• [TASK INSTRUCTIONS]: Extract all of the lines below verbatim, without any alteration. Omit the picture from your answer.

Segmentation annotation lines
——
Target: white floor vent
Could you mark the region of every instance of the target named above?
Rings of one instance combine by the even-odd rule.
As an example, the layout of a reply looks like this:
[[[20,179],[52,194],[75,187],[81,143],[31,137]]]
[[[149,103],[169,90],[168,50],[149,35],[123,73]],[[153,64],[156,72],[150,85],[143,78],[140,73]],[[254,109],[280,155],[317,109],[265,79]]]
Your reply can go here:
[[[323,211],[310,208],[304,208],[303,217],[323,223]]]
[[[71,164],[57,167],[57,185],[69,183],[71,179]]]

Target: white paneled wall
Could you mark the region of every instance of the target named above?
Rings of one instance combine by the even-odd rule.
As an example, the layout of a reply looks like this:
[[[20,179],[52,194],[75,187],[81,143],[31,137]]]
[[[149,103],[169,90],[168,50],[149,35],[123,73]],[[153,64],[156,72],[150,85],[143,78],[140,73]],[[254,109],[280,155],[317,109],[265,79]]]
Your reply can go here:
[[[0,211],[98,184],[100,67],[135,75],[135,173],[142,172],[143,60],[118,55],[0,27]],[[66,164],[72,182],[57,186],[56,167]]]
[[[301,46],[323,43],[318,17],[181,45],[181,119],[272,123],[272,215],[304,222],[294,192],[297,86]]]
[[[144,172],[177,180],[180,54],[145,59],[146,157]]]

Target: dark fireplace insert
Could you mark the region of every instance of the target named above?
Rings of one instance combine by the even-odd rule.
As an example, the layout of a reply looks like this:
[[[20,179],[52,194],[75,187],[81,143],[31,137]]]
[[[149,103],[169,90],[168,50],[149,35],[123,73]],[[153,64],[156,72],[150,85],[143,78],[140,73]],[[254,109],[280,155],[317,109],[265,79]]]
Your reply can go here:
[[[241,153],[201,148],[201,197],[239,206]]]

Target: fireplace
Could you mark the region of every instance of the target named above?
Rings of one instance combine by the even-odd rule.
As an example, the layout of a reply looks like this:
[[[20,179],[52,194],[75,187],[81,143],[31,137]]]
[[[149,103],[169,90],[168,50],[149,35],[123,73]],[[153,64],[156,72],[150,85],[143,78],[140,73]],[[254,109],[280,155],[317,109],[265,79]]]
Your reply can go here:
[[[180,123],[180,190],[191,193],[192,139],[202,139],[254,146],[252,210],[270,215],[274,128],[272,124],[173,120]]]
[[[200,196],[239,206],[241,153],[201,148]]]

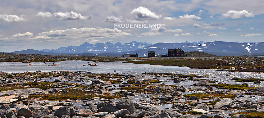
——
• [TASK OUTPUT]:
Target: white floor vent
Could you mark the region of every instance of the target named above?
Rings of one instance combine by the even-odd rule.
As an example, the layout of a reply looks like this:
[[[20,179],[52,194],[75,187],[81,143],[31,137]]]
[[[149,103],[169,90],[168,50],[149,35],[123,73]],[[153,64],[156,72],[150,85],[143,78],[140,73]],[[254,109],[280,155],[317,109],[265,79]]]
Your reply can go here:
[[[323,211],[310,208],[304,208],[303,217],[323,223]]]
[[[71,164],[57,167],[57,185],[69,183],[71,179]]]

Target: white paneled wall
Could you mark the region of every instance of the target named above?
Rings of one instance combine by the even-odd rule.
As an example, the layout of a reply looks like this:
[[[20,179],[52,194],[75,187],[81,143],[31,137]]]
[[[149,103],[169,90],[168,50],[149,35],[123,73]],[[153,64],[156,72],[150,85],[143,78],[140,73]],[[254,109],[280,155],[317,109],[265,79]]]
Your reply can go here:
[[[0,211],[98,184],[100,67],[135,75],[135,173],[142,172],[143,60],[118,55],[0,27]],[[66,164],[72,182],[57,186],[56,167]]]
[[[301,46],[323,43],[318,17],[181,45],[181,119],[272,123],[272,215],[304,222],[294,192],[297,86]]]
[[[144,172],[177,180],[180,54],[145,59],[146,157]]]

Target: dark fireplace insert
Could you mark the region of every instance of the target named above?
Rings of one instance combine by the even-odd rule.
As an example, the layout of a reply looks like this:
[[[20,179],[52,194],[75,187],[81,143],[31,137]]]
[[[149,103],[169,90],[168,50],[149,35],[123,73]],[[153,64],[156,72],[150,85],[143,78],[140,73]],[[254,109],[280,155],[317,109],[265,79]]]
Your reply can go here:
[[[241,153],[201,148],[201,197],[239,206]]]

Target: fireplace
Could you mark the region of every instance of the target named above?
Rings of one instance combine by the even-odd rule.
As an example, the layout of a reply looks like this:
[[[20,179],[52,194],[75,187],[81,143],[31,137]]]
[[[149,103],[169,90],[168,50],[149,35],[123,73]],[[153,64],[156,72],[150,85],[143,78],[140,73]],[[254,109],[280,155],[317,109],[265,79]]]
Your reply can go here:
[[[180,123],[180,190],[191,193],[192,139],[202,139],[254,146],[252,210],[270,215],[274,128],[272,124],[173,120]]]
[[[200,196],[239,206],[241,153],[201,148]]]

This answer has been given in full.